┌─ Records supplied
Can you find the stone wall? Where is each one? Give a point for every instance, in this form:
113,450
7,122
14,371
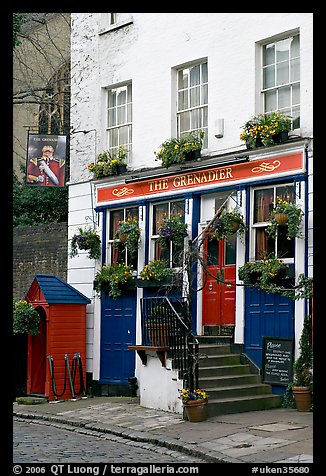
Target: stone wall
41,249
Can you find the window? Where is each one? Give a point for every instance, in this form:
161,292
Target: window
281,77
264,199
192,100
117,252
174,255
119,118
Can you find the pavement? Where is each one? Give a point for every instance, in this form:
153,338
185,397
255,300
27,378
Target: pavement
279,435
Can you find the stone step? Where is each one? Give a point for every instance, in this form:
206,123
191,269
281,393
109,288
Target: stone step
224,406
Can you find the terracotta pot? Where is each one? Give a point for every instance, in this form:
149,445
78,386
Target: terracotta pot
196,410
281,218
303,400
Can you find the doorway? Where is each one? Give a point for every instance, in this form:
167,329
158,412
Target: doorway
219,279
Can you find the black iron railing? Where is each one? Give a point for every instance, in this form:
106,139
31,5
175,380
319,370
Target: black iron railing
166,323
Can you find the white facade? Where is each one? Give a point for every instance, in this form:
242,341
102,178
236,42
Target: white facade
145,49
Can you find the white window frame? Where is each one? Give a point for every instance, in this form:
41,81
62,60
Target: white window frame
254,226
277,87
118,126
203,106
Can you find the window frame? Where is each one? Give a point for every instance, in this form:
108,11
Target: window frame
254,226
278,87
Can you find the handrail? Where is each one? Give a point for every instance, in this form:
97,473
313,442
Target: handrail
164,324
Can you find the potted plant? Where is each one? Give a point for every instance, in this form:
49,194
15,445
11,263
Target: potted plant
302,369
227,224
113,279
26,320
86,239
266,129
194,403
178,150
174,229
155,273
108,164
263,273
129,233
285,214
└─
Request - Express every line of the rows above as a JSON list of strings, one string per line, with blank lines and the pictures left out.

Response to the task -
[
  "Can you find the stone wall? Where is each one? Give a point for every instance, in this form:",
  "113,450",
  "7,122",
  "14,371",
  "Target: stone wall",
  "41,249",
  "Can you find the window? Where is each one? Give a point for every instance, in this form:",
  "161,292",
  "Target: window",
  "281,77",
  "264,199",
  "192,100",
  "117,252",
  "174,255",
  "119,118",
  "Can you find the pavement? Where is each one? Give a point for every instance, in this form:",
  "153,338",
  "185,397",
  "255,300",
  "27,378",
  "Target: pavement",
  "279,435",
  "Can you find the stone step? Where is each one? Give a point for every instance, in this form:",
  "206,123",
  "191,269",
  "281,393",
  "109,288",
  "Target: stone step",
  "224,406",
  "Can you find the terracotta pot? Where is each one? Give a point for every instance, in this form:",
  "149,445",
  "78,386",
  "Target: terracotta pot",
  "196,410",
  "281,218",
  "303,400",
  "Can you find the doorway? Where is each one? Give a point for every instance, in this form:",
  "167,329",
  "158,412",
  "Target: doorway",
  "219,279",
  "Can you find the black iron railing? Where is each one? Give a point for every instance, in this form:",
  "106,139",
  "31,5",
  "175,380",
  "319,370",
  "Target: black iron railing",
  "166,323",
  "Can you find the white facade? Where is each one? Give a point for every instance, in this form:",
  "242,341",
  "102,178",
  "236,42",
  "Target: white facade",
  "145,49",
  "Can you find the white window frame? Where is each one? Give a point for every instance, in this form:",
  "41,81",
  "62,60",
  "Target: white window frame",
  "254,226",
  "277,87",
  "118,126",
  "203,106",
  "Can you find the window frame? Where is each one? Give a point for every instance, in this form:",
  "108,11",
  "Target: window frame",
  "254,226",
  "278,87",
  "Can you find the handrail? Where is each one? Give a point for every instance, in this form:",
  "97,473",
  "313,442",
  "Target: handrail",
  "164,324",
  "Can you find the potted plant? Where is each one? Give a point for every instance, in this form:",
  "49,194",
  "15,445",
  "11,263",
  "Target: potted plant",
  "302,369",
  "227,224",
  "113,279",
  "26,320",
  "86,239",
  "266,129",
  "194,403",
  "178,150",
  "174,229",
  "155,273",
  "108,164",
  "263,273",
  "129,233",
  "285,214"
]